In this embodiment, the interposer 415 may be considered to be the
substrate 305 and the motherboard 420 may be considered to be the
substrate 315. In embodiments, the joints 425, 430, and 435 may
include one or more solder balls 440 that may be similar to solder
ball 310. In some embodiments, the solder joints 425 may be
referred to as a first level interconnect (FLI). In some
embodiments the solder joints 430 may be referred to as a mid level
interconnect (MLI). In some embodiments, the solder joints 435 may
be referred to as a second level interconnect (SLI).
[0042] It will be recognized that the relative sizes of the die
405, patch 410, interposer 415, and motherboard 420 are intended
merely as illustrative examples in FIG. 4, and in other boards the
size of the various elements may be different. Additionally, in
some embodiments certain elements such as the patch 410 and/or
interposer 415 may not be present. In some embodiments, the number
of solder balls in the solder joints 425, 430, and/or 435 may be
different than what is illustrated in FIG. 4.

● Image object position entries:
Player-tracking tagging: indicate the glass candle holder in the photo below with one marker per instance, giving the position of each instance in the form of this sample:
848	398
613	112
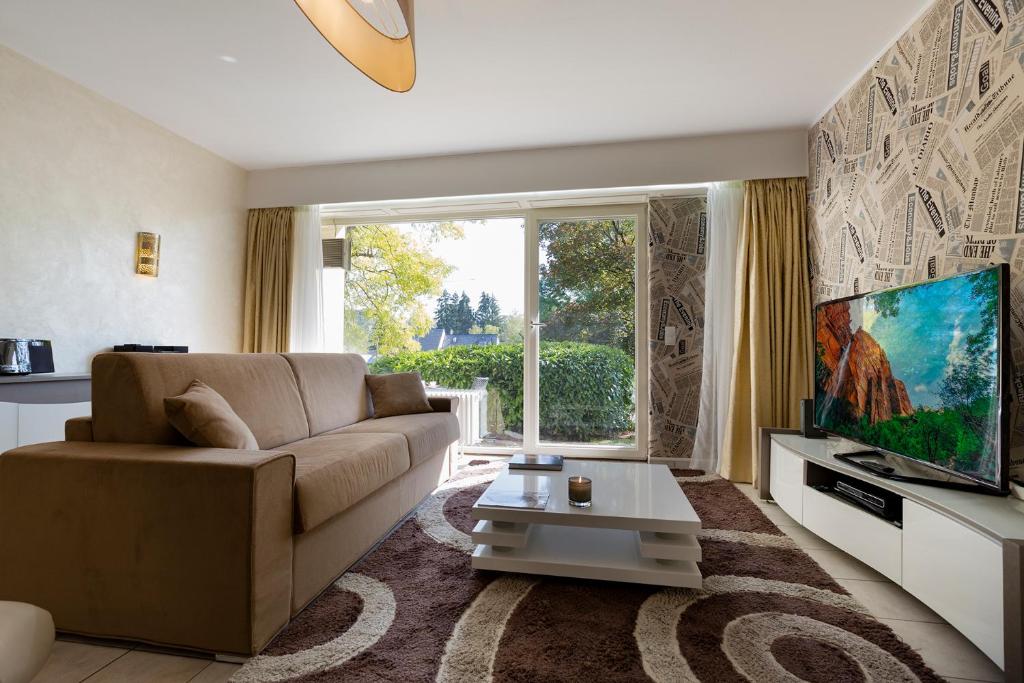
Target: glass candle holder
580	492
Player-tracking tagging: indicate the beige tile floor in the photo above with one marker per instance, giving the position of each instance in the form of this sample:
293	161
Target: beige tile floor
945	650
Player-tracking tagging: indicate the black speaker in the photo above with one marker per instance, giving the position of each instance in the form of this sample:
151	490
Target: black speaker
41	355
807	427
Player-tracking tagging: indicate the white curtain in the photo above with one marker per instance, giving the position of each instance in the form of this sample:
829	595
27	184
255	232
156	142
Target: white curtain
725	207
306	323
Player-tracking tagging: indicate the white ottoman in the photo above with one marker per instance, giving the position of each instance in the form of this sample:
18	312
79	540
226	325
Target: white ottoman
26	640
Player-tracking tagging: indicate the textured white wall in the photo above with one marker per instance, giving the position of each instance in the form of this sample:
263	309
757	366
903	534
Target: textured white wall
79	176
775	154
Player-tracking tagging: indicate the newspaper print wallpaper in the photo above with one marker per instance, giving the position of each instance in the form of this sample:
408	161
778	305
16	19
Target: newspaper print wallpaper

● Given exercise A:
Rewrite everything in the records from the line containing "Player-tracking tagging: indicate the textured" down to the last line as a JSON list of strings, with one string for each line and no blank lines.
● Given exercise B:
Extend the passage on interconnect solder joints, starting right after its final sentence.

● Exercise result A:
[
  "Player-tracking tagging: indicate the textured white wall in the photo above with one marker per instance, giving the position of each instance in the form of this sample:",
  "263\t309",
  "757\t366",
  "903\t534",
  "Target: textured white wall",
  "79\t176",
  "775\t154",
  "Player-tracking tagging: indicate the newspaper print wallpaper in the photo above with one marker per instance, giving the position of each instance in the form of this sample:",
  "408\t161",
  "778\t305",
  "16\t19",
  "Target: newspaper print wallpaper"
]

● Exercise result B:
[0043] FIG. 5 depicts an example 500 of shear modulus of an
off-eutectic solder (represented by line 505) and a legacy eutectic
solder (represented by line 510). Specifically, the off-eutectic
solder may have a solidus temperature of approximately 140.degree.
C. and a liquidus temperature of approximately 175.degree. C. The x
axis of FIG. 5 may depict reflow temperature in .degree. C., and
the y axis of FIG. 5 may depict the shear modulus measured in
Pascals (Pa). As can be seen, at a reflow temperature of
approximately 160.degree. C., the shear modulus of the line 505
related to off-eutectic solder may be approximately 10.times. that
of the line 510 related to the legacy eutectic solder 510.
[0044] Similarly, FIG. 6 depicts an example 600 of viscosity of an
off-eutectic solder (represented by line 605) and a legacy eutectic
solder (represented by line 610). The off-eutectic solder may have
a solidus temperature of approximately 140.degree. C. and a
liquidus temperature of approximately 175.degree. C. The x axis of
FIG. 6 may depict reflow temperature in .degree. C., and the y axis
of FIG. 6 may depict viscosity in Pascals per Second (PaS). As can
be seen, at a reflow temperature of approximately 160.degree. C.,
the viscosity of the off-eutectic solder as represented by line
605, may be approximately 10x that of the legacy eutectic solder,
as represented by line 610.
[0045] This significantly increased shear modulus and viscosity may
reduce the structural deformation of off-eutectic solder balls
during a reflow process at a temperature between the solidus and
liquidus temperatures of the off-eutectic solder. The reduced
structural deformation may reduce bridging between solder balls of
the BGA 100, the package 300, and/or the IC package 400.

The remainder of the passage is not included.